• Short problem
Can you rescale the records below, starting at the line that contains "of the wood" and ending at the last line of the records, both included? Give only those lines, with the request lines unchanged and every x and y coordinate in the answers multiplied by 2.55 and rounded to a whole number, halves rounded up.

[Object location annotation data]
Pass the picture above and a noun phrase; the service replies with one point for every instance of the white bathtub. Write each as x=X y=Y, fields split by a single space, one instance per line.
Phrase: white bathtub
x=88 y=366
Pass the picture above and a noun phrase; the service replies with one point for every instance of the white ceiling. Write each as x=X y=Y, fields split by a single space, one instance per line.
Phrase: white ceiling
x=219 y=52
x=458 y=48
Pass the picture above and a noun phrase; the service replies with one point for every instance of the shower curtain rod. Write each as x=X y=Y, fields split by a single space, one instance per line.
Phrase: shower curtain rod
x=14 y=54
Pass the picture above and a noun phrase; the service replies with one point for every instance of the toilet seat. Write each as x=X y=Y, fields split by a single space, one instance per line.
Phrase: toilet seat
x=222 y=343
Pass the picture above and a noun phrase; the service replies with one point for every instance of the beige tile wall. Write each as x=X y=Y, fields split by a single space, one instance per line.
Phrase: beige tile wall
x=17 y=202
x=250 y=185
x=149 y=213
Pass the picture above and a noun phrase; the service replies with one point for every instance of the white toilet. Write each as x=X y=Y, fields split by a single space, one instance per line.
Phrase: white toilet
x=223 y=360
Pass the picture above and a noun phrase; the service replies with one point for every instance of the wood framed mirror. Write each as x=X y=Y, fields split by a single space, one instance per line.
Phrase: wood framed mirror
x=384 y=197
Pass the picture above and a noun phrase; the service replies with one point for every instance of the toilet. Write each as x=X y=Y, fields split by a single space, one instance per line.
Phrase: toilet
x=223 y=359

• Solution for this task
Pass the picture above and a noun phrase; the service replies with one point for every instance of the wood framed mirror. Write each as x=X y=Y, fields split by a single space, one instance per line.
Phrase: wood framed mirror
x=979 y=502
Pass the picture above and a noun phrase; the service replies with one point for every instance of the toilet. Write each as x=X y=Y, fields split by a single space, one instance per line.
Phrase: toilet
x=569 y=915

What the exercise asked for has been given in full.